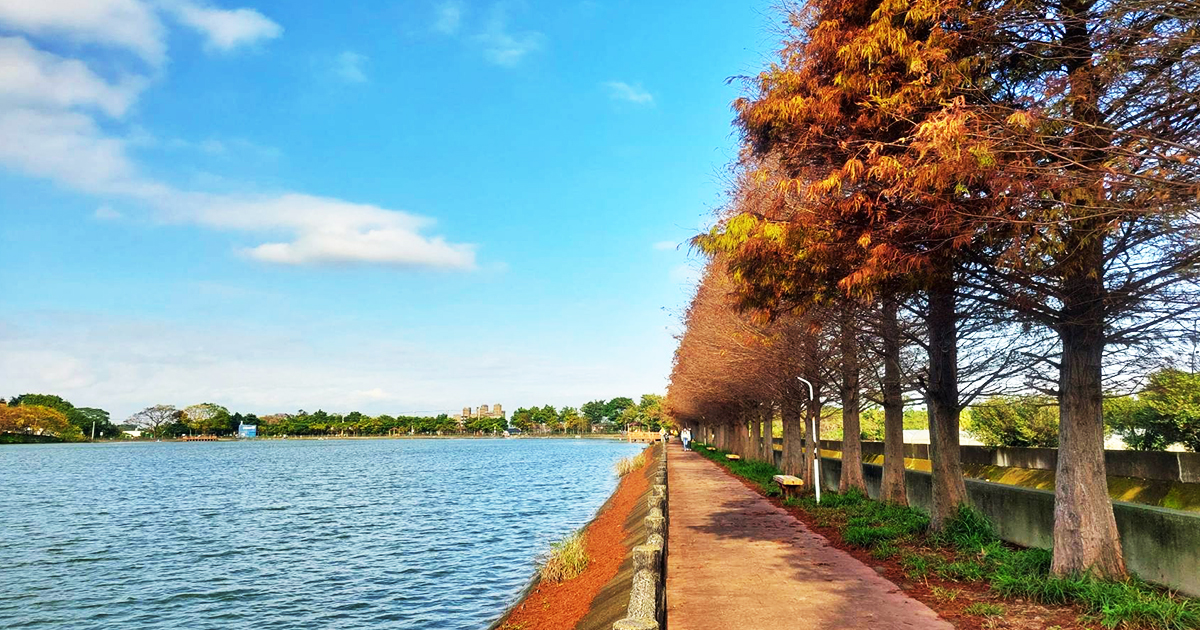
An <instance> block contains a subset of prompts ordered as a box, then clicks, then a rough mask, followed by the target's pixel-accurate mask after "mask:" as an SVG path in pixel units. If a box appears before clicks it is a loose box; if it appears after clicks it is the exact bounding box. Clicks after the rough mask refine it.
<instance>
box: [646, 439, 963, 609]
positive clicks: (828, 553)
mask: <svg viewBox="0 0 1200 630" xmlns="http://www.w3.org/2000/svg"><path fill="white" fill-rule="evenodd" d="M667 467H668V469H670V475H671V480H672V481H671V484H670V485H668V486H667V494H668V499H667V512H668V516H667V529H668V534H667V546H668V550H667V570H666V575H667V588H666V590H667V593H666V596H667V598H666V599H667V624H666V625H667V628H670V629H671V630H727V629H733V628H737V629H739V630H780V629H793V628H804V629H806V630H844V629H858V628H864V629H870V630H954V626H953V625H950V624H949V623H948V622H947V620H944V619H942V618H940V617H938V616H937V613H935V612H934V611H932V610H930V608H929V607H928V606H925V605H924V604H922V602H919V601H917V600H914V599H912V598H910V596H908V595H906V594H905V593H904V590H901V589H900V588H899V587H898V586H895V584H893V583H892V582H889V581H888V580H887V578H884V577H883V576H881V575H880V574H877V572H876V571H875V570H874V569H871V568H870V566H868V565H865V564H863V563H860V562H858V560H857V559H856V558H854V557H853V556H851V554H848V553H846V552H844V551H841V550H839V548H836V547H833V546H830V545H829V541H828V540H826V539H824V538H823V536H821V535H818V534H815V533H812V532H811V530H809V529H808V528H806V527H804V523H802V522H800V521H798V520H797V518H796V517H794V516H792V515H791V514H788V512H787V511H786V510H784V509H782V508H779V506H776V505H774V504H772V503H770V502H769V500H767V499H766V498H764V497H762V496H761V494H758V493H757V492H755V491H752V490H750V488H748V487H746V486H745V485H743V484H742V482H740V481H738V480H737V479H736V478H733V476H731V475H728V474H726V473H725V472H724V470H722V469H721V468H720V467H718V466H716V464H715V463H713V462H710V461H708V460H707V458H704V457H690V456H688V455H686V454H684V452H682V451H672V450H668V451H667ZM677 480H678V481H677Z"/></svg>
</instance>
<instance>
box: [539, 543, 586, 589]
mask: <svg viewBox="0 0 1200 630" xmlns="http://www.w3.org/2000/svg"><path fill="white" fill-rule="evenodd" d="M587 568H588V554H587V550H584V546H583V532H575V533H572V534H569V535H568V536H566V538H564V539H563V540H559V541H558V542H554V544H553V545H551V546H550V554H548V556H547V557H546V562H545V564H542V565H541V571H539V572H540V575H541V578H542V580H548V581H551V582H565V581H568V580H571V578H575V577H578V576H580V574H582V572H583V570H584V569H587Z"/></svg>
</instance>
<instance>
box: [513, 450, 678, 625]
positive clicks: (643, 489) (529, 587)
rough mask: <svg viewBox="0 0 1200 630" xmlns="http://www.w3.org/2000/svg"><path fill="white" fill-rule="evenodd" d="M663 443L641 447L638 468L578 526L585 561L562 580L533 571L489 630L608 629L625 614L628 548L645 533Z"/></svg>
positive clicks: (645, 533) (633, 562) (629, 555)
mask: <svg viewBox="0 0 1200 630" xmlns="http://www.w3.org/2000/svg"><path fill="white" fill-rule="evenodd" d="M661 449H662V445H661V444H652V445H649V446H647V449H646V450H644V451H643V457H642V463H641V466H640V468H637V469H635V470H632V472H630V473H628V474H625V475H624V476H622V479H620V482H619V484H618V485H617V488H616V490H614V491H613V493H612V496H611V497H610V498H608V500H607V502H605V504H604V505H602V506H601V508H600V510H598V512H596V516H595V517H594V518H593V520H592V521H590V522H589V523H588V524H587V526H584V528H583V529H582V532H583V540H584V548H586V552H587V557H588V565H587V568H586V569H584V570H583V572H582V574H580V575H578V576H576V577H574V578H571V580H566V581H564V582H562V583H556V582H552V581H547V580H542V578H541V577H540V576H534V578H533V580H532V581H530V584H529V587H528V588H527V589H526V590H524V593H523V594H522V595H521V598H520V599H518V600H517V602H516V604H514V605H512V606H511V607H510V608H509V611H508V612H506V613H505V614H504V616H502V617H500V619H499V620H497V622H496V623H494V624H493V625H492V630H518V629H520V630H608V629H611V628H612V624H613V623H616V622H617V620H619V619H622V618H624V617H625V613H626V608H628V606H629V594H630V590H631V583H632V575H634V559H632V548H634V546H636V545H637V544H638V542H640V541H642V540H643V539H644V538H646V530H644V527H646V526H644V522H646V515H647V511H648V510H649V504H648V502H647V500H646V498H647V496H648V494H649V491H650V482H652V479H653V476H654V470H655V467H654V463H655V462H656V461H658V457H659V452H660V450H661Z"/></svg>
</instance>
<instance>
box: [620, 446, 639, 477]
mask: <svg viewBox="0 0 1200 630" xmlns="http://www.w3.org/2000/svg"><path fill="white" fill-rule="evenodd" d="M643 463H646V451H642V452H640V454H637V455H635V456H632V457H625V458H624V460H620V461H619V462H617V476H625V475H628V474H629V473H632V472H634V470H637V469H638V468H641V467H642V464H643Z"/></svg>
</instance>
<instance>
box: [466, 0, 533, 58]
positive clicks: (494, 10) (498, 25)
mask: <svg viewBox="0 0 1200 630" xmlns="http://www.w3.org/2000/svg"><path fill="white" fill-rule="evenodd" d="M545 40H546V37H545V36H544V35H542V34H540V32H538V31H522V32H511V31H510V29H509V17H508V8H506V6H505V5H503V4H497V5H494V6H493V7H492V17H491V19H490V20H488V24H487V29H486V30H485V31H484V32H481V34H479V35H476V36H475V41H476V42H478V43H479V44H480V46H481V47H482V49H484V58H485V59H487V60H488V61H491V62H492V64H496V65H497V66H505V67H514V66H516V65H518V64H521V61H522V60H524V58H526V56H527V55H529V54H530V53H534V52H538V50H540V49H541V47H542V44H544V43H545Z"/></svg>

- What you will do
Copy all of the entries above word for word, leaving out the pictures.

- Task result
An <instance> block contains a subset of prompts ordered as a box, then clicks, then a rough mask, followed by the target's pixel-accurate mask after "mask:" as an SVG path in pixel units. If a box appears before clicks it is a loose box; if it appears after clicks it is the exact bounding box. Clicks after the rough mask refine it.
<instance>
box: [646, 439, 963, 609]
positive clicks: (828, 553)
mask: <svg viewBox="0 0 1200 630" xmlns="http://www.w3.org/2000/svg"><path fill="white" fill-rule="evenodd" d="M667 467H668V469H670V475H671V480H672V481H671V484H670V485H668V486H667V494H668V499H667V512H668V516H667V529H668V534H667V546H668V550H667V570H666V575H667V588H666V590H667V593H666V596H667V598H666V599H667V624H666V625H667V628H670V629H671V630H727V629H733V628H737V629H739V630H780V629H793V628H804V629H806V630H844V629H858V628H864V629H870V630H954V626H953V625H950V624H949V623H948V622H947V620H944V619H942V618H940V617H938V616H937V613H935V612H934V611H932V610H930V608H929V607H928V606H925V605H924V604H922V602H919V601H917V600H914V599H912V598H910V596H908V595H906V594H905V593H904V590H901V589H900V588H899V587H898V586H895V584H893V583H892V582H889V581H888V580H887V578H884V577H883V576H881V575H880V574H877V572H876V571H875V570H874V569H871V568H870V566H868V565H865V564H863V563H860V562H858V560H857V559H856V558H854V557H853V556H851V554H848V553H846V552H844V551H841V550H839V548H836V547H833V546H830V545H829V541H828V540H826V539H824V538H823V536H821V535H818V534H815V533H812V532H811V530H809V529H808V528H806V527H804V523H802V522H800V521H798V520H797V518H796V517H794V516H792V515H791V514H788V512H787V511H786V510H784V509H782V508H779V506H776V505H774V504H772V503H770V502H769V500H767V499H766V498H764V497H762V496H761V494H758V493H757V492H755V491H752V490H750V488H748V487H746V486H745V485H743V484H742V482H740V481H738V480H737V479H736V478H733V476H731V475H728V474H726V473H725V472H724V470H722V469H721V468H720V467H718V466H716V464H715V463H713V462H710V461H708V460H707V458H704V457H690V456H688V455H686V454H684V452H682V451H672V450H668V451H667ZM677 480H678V481H677Z"/></svg>
</instance>
<instance>
box: [539, 543, 586, 589]
mask: <svg viewBox="0 0 1200 630" xmlns="http://www.w3.org/2000/svg"><path fill="white" fill-rule="evenodd" d="M587 568H588V554H587V550H584V546H583V532H575V533H572V534H569V535H568V536H566V538H564V539H563V540H559V541H558V542H554V544H553V545H551V546H550V554H548V556H547V557H546V562H545V564H542V565H541V571H539V572H540V575H541V578H542V580H548V581H551V582H565V581H568V580H571V578H575V577H578V576H580V574H582V572H583V570H584V569H587Z"/></svg>
</instance>
<instance>
box: [513, 450, 678, 625]
positive clicks: (643, 489) (529, 587)
rough mask: <svg viewBox="0 0 1200 630" xmlns="http://www.w3.org/2000/svg"><path fill="white" fill-rule="evenodd" d="M663 443L641 447L638 468L578 526L585 561L562 580L533 571L489 630L608 629L625 614L628 548L645 533Z"/></svg>
positive clicks: (645, 533) (633, 562) (629, 555)
mask: <svg viewBox="0 0 1200 630" xmlns="http://www.w3.org/2000/svg"><path fill="white" fill-rule="evenodd" d="M661 449H662V445H661V444H652V445H649V446H647V449H646V450H644V451H643V457H642V463H641V466H640V468H637V469H635V470H632V472H630V473H628V474H625V475H624V476H622V479H620V482H619V484H618V485H617V488H616V490H614V491H613V493H612V496H611V497H610V498H608V500H607V502H605V504H604V505H602V506H601V508H600V510H598V512H596V516H595V517H594V518H593V520H592V521H590V522H589V523H588V524H587V526H584V528H583V529H582V532H583V540H584V548H586V552H587V557H588V565H587V568H586V569H584V570H583V572H582V574H580V575H578V576H576V577H574V578H571V580H566V581H564V582H562V583H556V582H552V581H547V580H542V578H541V577H540V576H534V578H533V580H532V581H530V584H529V587H528V588H527V589H526V590H524V593H523V594H522V595H521V598H520V599H518V600H517V602H516V604H514V605H512V606H511V607H510V608H509V611H508V612H506V613H505V614H504V616H502V617H500V619H499V620H497V622H496V623H494V624H493V625H492V630H518V629H520V630H608V629H611V628H612V624H613V623H616V622H617V620H619V619H622V618H624V617H625V613H626V608H628V606H629V594H630V590H631V583H632V575H634V559H632V548H634V546H636V545H637V544H638V542H640V541H642V540H643V539H644V538H646V530H644V527H646V526H644V522H646V515H647V511H648V510H649V504H648V502H647V500H646V498H647V496H648V494H649V491H650V482H652V479H653V476H654V470H655V467H654V463H655V462H656V461H658V457H659V452H660V450H661Z"/></svg>
</instance>
<instance>
box: [620, 446, 639, 477]
mask: <svg viewBox="0 0 1200 630" xmlns="http://www.w3.org/2000/svg"><path fill="white" fill-rule="evenodd" d="M643 463H646V451H642V452H640V454H637V455H635V456H632V457H625V458H624V460H620V461H619V462H617V476H625V475H628V474H629V473H632V472H634V470H637V469H638V468H641V467H642V464H643Z"/></svg>
</instance>
<instance>
box: [466, 0, 533, 58]
positive clicks: (494, 10) (498, 25)
mask: <svg viewBox="0 0 1200 630" xmlns="http://www.w3.org/2000/svg"><path fill="white" fill-rule="evenodd" d="M545 40H546V37H545V36H544V35H542V34H540V32H538V31H522V32H511V31H510V29H509V17H508V8H506V6H505V5H503V4H497V5H494V6H493V7H492V17H491V19H490V20H488V24H487V29H486V30H485V31H484V32H481V34H479V35H476V36H475V41H476V42H478V43H479V44H480V46H481V47H482V49H484V58H485V59H487V60H488V61H491V62H492V64H496V65H497V66H505V67H514V66H516V65H518V64H521V61H522V60H524V58H526V56H527V55H529V54H530V53H534V52H538V50H540V49H541V47H542V44H544V43H545Z"/></svg>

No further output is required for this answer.